A line belongs in the answer only if it contains the word "then"; copy every such line from the listing below.
### THE INPUT
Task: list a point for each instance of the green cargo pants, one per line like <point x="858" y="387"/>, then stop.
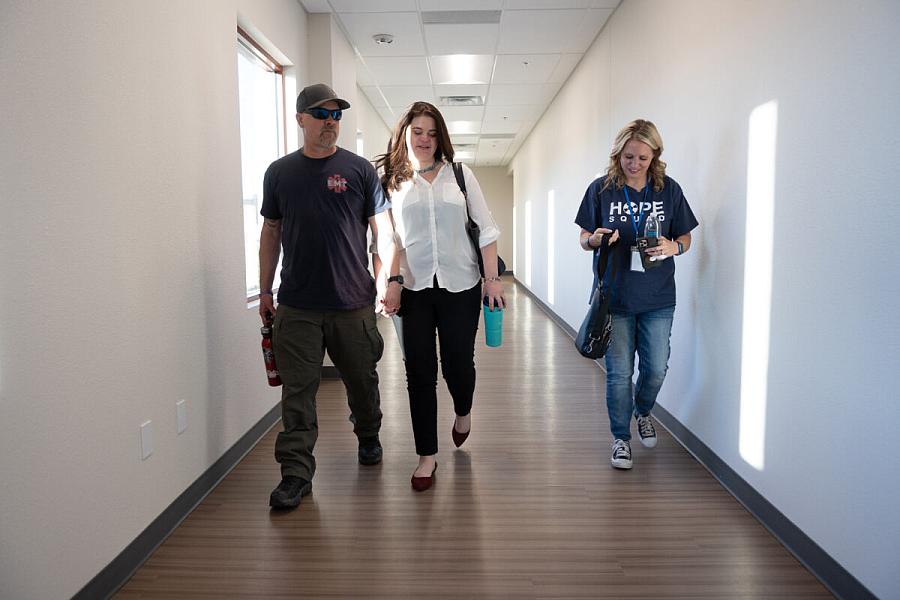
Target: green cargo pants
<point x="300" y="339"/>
######
### THE INPUT
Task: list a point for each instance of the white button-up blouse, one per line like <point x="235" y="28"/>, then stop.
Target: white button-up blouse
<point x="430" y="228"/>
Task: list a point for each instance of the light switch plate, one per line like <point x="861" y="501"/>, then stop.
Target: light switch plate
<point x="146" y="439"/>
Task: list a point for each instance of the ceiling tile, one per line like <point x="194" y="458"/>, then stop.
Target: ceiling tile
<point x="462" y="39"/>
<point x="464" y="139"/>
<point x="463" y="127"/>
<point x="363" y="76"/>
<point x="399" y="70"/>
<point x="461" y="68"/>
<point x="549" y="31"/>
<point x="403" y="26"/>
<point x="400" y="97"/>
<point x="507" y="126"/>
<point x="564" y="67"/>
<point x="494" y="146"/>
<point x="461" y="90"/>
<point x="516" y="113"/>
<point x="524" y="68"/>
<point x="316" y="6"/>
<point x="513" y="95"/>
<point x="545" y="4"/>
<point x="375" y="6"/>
######
> _RESPONSE FOR THIS EXERCISE_:
Task: list a point for each instance of the green cargo pants, one per line like <point x="858" y="387"/>, then stop.
Task: list a point for each instance of the white button-up blouse, one per line like <point x="235" y="28"/>, then stop.
Task: list a point for each instance of the light switch plate, one per line like <point x="861" y="501"/>, then stop.
Task: list a point for each instance of the ceiling tile, one per line like <point x="194" y="458"/>, then stop.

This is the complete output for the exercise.